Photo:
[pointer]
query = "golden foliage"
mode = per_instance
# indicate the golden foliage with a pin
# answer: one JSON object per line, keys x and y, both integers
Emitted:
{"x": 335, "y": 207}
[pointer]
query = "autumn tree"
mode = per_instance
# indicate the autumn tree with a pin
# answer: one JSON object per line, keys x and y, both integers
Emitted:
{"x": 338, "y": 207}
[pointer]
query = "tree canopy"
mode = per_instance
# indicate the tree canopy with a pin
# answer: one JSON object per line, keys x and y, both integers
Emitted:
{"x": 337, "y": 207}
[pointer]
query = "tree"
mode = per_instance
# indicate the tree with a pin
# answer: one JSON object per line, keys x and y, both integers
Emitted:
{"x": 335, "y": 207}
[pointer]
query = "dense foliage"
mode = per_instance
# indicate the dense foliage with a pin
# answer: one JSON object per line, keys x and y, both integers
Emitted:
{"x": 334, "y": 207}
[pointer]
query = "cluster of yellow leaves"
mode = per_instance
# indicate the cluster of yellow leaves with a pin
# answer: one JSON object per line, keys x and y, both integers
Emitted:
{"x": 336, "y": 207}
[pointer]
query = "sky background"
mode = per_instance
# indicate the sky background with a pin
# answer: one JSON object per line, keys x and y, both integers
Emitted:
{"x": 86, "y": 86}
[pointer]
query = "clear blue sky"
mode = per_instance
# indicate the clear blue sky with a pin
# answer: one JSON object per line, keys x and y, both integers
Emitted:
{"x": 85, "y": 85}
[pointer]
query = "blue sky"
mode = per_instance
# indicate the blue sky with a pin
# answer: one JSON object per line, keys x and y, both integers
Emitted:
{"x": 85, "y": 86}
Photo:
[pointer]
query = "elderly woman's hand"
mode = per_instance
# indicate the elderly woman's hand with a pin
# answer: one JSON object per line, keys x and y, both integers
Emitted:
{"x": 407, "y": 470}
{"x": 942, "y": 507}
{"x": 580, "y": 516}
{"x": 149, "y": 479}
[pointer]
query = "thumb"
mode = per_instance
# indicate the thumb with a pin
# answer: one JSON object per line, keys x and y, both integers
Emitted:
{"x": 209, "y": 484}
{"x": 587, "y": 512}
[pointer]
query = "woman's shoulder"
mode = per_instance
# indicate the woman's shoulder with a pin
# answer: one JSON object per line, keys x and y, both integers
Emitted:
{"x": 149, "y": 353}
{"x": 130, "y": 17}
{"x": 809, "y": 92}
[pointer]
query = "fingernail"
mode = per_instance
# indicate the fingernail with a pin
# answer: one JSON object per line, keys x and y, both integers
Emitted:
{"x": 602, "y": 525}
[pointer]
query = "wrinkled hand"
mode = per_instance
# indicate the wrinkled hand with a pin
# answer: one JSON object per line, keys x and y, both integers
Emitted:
____
Print every entry exactly as it appears.

**WRITTEN ANSWER**.
Photo:
[pointer]
query = "golden foliage"
mode = per_instance
# indicate the golden foliage with a pin
# answer: one JSON object per line, keys x and y, both integers
Emitted:
{"x": 335, "y": 207}
[pointer]
query = "autumn tree"
mode = per_instance
# indicate the autumn tree with a pin
# answer: one JSON object per line, keys x and y, both integers
Emitted:
{"x": 338, "y": 207}
[pointer]
query = "tree canopy"
mode = per_instance
# indicate the tree canopy with a pin
# answer: one JSON object per line, keys x and y, both integers
Emitted:
{"x": 337, "y": 207}
[pointer]
query = "tree"
mode = per_instance
# indicate the tree with a pin
# answer: one JSON object per line, keys x and y, both integers
Emitted:
{"x": 335, "y": 207}
[pointer]
query = "dense foliage"
mode = per_instance
# indicate the dense foliage with a pin
# answer: one JSON object per line, keys x and y, both integers
Emitted:
{"x": 334, "y": 207}
[pointer]
query = "cluster of yellow leaves"
mode = per_instance
# indicate the cluster of yellow leaves with a pin
# answer: one JSON object per line, keys x and y, both integers
Emitted:
{"x": 336, "y": 207}
[pointer]
query = "sky background"
mode = per_instance
# indicate the sky background with a pin
# answer: one JSON object per line, keys x and y, both integers
Emitted:
{"x": 86, "y": 86}
[pointer]
query = "clear blue sky"
mode = per_instance
# indicate the clear blue sky with a pin
# answer: one JSON object per line, keys x and y, both integers
Emitted:
{"x": 85, "y": 85}
[pointer]
query = "blue sky"
mode = per_instance
# indicate the blue sky with a pin
# answer: one JSON object per line, keys x and y, both integers
Emitted:
{"x": 85, "y": 86}
Photo:
[pointer]
query = "elderly woman's hand"
mode = per_instance
# indicate the elderly woman's hand with a pin
# answer: one JSON object per line, keys x and y, both integers
Emitted:
{"x": 407, "y": 470}
{"x": 942, "y": 507}
{"x": 580, "y": 516}
{"x": 149, "y": 479}
[pointer]
query = "thumb"
mode = per_instance
# indicate the thumb with a pin
# answer: one JSON object per line, keys x and y, both integers
Emitted:
{"x": 209, "y": 484}
{"x": 587, "y": 512}
[pointer]
query = "woman's shoulder"
mode = per_instance
# indicate the woman's shoulder with a pin
# answer: one JSON object per line, keys x and y, both integers
Emitted:
{"x": 149, "y": 353}
{"x": 130, "y": 17}
{"x": 809, "y": 92}
[pointer]
query = "fingernail"
mode = per_instance
# indicate the fingernail with a pin
# answer: one JSON object per line, keys x and y, both integers
Emitted:
{"x": 602, "y": 525}
[pointer]
query = "wrinkled hand"
mode = per_instance
# indicate the wrinkled hand with a pin
# answer: one JSON object per line, keys x and y, both integers
Emitted:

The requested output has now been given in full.